> _Task details_: Can you retype the lines below word for word, beginning with the first one and stopping after the line that contains "(1111, 574)"?

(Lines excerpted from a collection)
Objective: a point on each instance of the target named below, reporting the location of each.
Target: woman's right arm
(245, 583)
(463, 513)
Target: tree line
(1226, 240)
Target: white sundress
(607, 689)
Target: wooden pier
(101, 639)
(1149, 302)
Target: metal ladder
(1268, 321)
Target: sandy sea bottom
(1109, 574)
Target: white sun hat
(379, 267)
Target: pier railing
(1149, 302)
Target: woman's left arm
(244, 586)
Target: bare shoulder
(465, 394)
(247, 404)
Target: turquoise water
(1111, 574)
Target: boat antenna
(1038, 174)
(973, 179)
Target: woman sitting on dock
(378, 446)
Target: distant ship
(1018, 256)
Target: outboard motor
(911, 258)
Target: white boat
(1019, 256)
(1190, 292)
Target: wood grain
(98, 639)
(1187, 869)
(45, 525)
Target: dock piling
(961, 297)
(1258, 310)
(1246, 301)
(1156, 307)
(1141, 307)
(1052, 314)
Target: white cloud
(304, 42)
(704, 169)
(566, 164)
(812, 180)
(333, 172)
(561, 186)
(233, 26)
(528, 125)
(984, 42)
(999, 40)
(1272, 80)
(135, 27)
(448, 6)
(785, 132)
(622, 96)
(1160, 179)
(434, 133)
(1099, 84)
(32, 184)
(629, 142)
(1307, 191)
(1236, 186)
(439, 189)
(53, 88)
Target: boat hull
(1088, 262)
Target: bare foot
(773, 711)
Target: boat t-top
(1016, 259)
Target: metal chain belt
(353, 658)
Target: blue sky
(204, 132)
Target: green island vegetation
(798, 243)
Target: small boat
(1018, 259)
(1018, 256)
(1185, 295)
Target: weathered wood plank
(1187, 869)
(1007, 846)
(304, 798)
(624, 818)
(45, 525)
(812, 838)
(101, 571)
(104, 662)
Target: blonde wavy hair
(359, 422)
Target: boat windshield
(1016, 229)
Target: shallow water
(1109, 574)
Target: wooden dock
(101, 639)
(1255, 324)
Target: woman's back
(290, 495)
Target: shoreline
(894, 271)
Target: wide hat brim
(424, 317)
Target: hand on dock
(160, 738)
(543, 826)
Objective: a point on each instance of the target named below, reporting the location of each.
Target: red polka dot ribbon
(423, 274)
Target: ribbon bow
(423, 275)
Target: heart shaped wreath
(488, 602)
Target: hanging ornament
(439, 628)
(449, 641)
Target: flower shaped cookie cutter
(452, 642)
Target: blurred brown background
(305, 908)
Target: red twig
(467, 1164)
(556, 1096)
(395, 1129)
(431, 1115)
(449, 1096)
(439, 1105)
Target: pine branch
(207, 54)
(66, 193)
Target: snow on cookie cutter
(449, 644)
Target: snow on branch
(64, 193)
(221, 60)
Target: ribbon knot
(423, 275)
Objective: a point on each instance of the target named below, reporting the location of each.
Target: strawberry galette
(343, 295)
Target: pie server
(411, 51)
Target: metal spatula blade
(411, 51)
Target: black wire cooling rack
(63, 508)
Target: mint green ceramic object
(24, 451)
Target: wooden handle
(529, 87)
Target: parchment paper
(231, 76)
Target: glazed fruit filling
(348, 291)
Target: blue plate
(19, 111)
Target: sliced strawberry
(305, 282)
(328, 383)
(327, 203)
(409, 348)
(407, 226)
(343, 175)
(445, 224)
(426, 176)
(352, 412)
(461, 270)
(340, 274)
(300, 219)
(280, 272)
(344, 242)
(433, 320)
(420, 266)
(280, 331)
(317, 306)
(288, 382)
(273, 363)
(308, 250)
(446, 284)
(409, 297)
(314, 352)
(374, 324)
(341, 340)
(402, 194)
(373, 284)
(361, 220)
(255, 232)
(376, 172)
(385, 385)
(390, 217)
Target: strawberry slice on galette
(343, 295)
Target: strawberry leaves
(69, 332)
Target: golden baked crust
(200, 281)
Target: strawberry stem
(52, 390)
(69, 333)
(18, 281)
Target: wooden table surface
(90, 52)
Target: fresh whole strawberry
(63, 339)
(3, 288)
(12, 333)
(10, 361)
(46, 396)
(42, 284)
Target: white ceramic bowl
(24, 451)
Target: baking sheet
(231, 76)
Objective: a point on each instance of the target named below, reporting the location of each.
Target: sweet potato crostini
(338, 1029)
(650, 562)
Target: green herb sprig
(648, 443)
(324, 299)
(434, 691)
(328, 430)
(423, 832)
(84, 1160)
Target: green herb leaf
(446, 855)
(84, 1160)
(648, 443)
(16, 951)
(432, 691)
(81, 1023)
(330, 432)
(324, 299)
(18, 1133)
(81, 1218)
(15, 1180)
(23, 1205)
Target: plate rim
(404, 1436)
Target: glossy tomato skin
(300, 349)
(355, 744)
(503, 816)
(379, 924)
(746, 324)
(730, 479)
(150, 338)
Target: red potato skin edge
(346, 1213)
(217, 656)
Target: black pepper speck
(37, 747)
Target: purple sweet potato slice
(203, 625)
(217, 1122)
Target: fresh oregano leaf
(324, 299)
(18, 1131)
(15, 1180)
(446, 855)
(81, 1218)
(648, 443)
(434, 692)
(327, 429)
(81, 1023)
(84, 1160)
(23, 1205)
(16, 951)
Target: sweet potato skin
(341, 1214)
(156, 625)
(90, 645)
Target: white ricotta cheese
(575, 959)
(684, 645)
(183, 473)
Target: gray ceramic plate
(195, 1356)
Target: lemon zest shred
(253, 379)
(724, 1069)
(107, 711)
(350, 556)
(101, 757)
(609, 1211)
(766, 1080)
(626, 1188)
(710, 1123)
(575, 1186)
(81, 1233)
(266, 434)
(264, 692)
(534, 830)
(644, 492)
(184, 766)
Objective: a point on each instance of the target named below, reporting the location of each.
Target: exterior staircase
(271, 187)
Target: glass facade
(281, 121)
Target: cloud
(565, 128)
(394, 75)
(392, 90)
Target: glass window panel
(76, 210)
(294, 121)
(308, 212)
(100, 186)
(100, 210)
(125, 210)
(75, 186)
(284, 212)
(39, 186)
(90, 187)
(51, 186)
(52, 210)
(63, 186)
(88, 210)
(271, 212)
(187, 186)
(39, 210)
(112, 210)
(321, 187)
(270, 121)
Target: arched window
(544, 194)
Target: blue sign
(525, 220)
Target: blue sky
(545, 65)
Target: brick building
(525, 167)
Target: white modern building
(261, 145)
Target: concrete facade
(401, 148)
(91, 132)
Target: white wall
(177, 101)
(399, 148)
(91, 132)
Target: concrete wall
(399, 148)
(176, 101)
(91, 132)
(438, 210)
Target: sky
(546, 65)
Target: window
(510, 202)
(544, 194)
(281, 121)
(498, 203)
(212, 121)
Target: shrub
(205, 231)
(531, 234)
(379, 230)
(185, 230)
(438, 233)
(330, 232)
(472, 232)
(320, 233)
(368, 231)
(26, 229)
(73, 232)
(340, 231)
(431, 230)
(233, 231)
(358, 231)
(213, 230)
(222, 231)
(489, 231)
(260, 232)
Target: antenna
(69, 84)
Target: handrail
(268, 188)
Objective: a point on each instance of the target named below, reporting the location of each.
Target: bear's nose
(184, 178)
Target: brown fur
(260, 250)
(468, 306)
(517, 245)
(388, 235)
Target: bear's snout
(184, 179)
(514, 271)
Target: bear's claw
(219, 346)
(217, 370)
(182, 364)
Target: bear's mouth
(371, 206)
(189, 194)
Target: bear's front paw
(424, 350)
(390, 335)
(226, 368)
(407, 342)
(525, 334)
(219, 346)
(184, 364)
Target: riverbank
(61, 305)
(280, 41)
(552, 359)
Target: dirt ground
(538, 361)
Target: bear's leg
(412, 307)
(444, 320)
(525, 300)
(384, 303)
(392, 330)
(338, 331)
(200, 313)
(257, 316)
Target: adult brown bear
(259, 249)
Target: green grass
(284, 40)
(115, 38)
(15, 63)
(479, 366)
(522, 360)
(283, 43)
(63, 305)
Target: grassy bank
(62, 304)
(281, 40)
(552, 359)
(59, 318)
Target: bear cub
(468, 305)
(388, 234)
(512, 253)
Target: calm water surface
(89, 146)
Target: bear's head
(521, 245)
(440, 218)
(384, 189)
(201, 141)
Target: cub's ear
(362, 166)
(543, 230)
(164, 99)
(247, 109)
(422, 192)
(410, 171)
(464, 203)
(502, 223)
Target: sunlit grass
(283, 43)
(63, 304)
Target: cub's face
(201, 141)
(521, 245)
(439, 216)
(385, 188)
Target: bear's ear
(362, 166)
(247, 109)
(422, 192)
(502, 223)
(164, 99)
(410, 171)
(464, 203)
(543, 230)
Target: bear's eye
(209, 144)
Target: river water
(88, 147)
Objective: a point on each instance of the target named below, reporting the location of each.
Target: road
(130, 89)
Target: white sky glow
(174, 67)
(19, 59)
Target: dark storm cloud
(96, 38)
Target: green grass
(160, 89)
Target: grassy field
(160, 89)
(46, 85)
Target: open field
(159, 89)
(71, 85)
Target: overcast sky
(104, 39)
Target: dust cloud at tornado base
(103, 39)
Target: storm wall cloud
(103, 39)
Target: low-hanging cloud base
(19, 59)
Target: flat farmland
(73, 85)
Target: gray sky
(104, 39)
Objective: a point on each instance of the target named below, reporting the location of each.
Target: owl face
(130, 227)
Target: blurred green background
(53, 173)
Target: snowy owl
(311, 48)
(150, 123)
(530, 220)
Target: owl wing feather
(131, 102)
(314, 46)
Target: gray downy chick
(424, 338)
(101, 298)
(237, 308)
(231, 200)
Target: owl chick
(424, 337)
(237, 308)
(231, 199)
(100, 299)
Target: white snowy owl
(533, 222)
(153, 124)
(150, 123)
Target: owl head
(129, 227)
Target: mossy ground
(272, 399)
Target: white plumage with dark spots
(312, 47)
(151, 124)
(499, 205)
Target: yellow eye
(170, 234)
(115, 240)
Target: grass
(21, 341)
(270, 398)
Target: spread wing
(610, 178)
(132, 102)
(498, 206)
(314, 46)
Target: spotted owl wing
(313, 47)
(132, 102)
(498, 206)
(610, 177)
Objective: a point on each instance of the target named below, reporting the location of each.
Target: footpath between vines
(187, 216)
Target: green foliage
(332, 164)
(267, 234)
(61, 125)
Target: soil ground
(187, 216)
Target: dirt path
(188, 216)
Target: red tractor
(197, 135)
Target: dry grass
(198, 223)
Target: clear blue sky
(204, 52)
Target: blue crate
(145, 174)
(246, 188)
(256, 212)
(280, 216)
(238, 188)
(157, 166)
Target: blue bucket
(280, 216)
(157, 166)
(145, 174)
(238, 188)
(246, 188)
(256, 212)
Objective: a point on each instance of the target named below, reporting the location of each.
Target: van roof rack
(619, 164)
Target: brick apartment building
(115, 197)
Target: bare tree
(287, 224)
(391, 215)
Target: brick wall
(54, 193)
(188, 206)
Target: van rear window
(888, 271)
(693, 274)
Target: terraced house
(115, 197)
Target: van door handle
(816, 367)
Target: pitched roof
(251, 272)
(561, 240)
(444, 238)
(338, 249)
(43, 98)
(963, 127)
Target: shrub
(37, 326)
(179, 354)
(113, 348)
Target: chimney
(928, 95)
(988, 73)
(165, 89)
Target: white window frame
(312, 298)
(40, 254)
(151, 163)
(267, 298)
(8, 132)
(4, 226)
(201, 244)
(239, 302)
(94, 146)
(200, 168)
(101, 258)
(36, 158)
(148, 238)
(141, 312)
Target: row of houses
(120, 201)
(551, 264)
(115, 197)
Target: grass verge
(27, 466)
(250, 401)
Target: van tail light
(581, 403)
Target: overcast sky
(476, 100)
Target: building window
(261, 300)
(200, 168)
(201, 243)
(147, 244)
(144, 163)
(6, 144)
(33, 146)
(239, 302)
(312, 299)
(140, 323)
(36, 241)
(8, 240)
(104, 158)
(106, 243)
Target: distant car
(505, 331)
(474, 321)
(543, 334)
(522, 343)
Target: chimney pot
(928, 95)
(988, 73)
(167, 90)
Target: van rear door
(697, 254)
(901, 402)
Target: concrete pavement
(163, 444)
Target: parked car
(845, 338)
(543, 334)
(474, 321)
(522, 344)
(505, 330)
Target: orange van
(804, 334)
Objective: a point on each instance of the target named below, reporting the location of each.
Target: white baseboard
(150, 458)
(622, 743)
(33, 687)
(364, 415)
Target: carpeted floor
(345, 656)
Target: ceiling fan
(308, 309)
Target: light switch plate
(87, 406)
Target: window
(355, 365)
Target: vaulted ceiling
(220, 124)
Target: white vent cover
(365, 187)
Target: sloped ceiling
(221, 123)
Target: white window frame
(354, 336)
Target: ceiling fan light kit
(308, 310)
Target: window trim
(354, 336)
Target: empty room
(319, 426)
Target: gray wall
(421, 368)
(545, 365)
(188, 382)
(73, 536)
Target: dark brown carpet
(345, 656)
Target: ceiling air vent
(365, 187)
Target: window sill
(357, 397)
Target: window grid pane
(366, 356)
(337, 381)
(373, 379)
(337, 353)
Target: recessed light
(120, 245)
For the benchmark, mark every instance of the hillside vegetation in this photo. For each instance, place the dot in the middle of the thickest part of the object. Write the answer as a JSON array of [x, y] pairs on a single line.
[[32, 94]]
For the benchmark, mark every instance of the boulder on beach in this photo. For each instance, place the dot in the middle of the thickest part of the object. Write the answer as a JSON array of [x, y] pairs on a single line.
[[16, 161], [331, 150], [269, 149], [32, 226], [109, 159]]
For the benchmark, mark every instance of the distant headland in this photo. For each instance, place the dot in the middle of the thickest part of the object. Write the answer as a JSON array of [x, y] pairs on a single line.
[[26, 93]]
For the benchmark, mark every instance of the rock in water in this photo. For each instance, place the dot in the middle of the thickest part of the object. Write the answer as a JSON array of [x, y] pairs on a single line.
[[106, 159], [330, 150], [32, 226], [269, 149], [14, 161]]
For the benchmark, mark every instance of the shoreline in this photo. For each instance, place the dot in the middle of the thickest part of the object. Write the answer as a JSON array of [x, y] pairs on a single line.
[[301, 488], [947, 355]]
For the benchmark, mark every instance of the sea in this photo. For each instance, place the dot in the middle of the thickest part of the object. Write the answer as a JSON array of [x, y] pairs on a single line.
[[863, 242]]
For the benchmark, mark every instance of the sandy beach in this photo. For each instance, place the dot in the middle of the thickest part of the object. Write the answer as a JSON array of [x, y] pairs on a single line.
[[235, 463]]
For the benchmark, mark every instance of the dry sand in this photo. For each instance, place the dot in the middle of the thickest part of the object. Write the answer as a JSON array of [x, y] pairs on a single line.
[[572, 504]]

> _Reply_:
Objective: a point on each instance of the target named below, reporting the location of each.
Target: woman's right arm
(245, 583)
(463, 513)
Target: tree line
(1226, 240)
Target: white sundress
(607, 689)
Target: wooden pier
(101, 639)
(1149, 302)
Target: metal ladder
(1268, 321)
Target: sandy sea bottom
(1109, 574)
Target: white sun hat
(379, 267)
Target: pier railing
(1149, 302)
Target: woman's left arm
(244, 586)
Target: bare shoulder
(465, 394)
(247, 404)
Target: turquoise water
(1111, 574)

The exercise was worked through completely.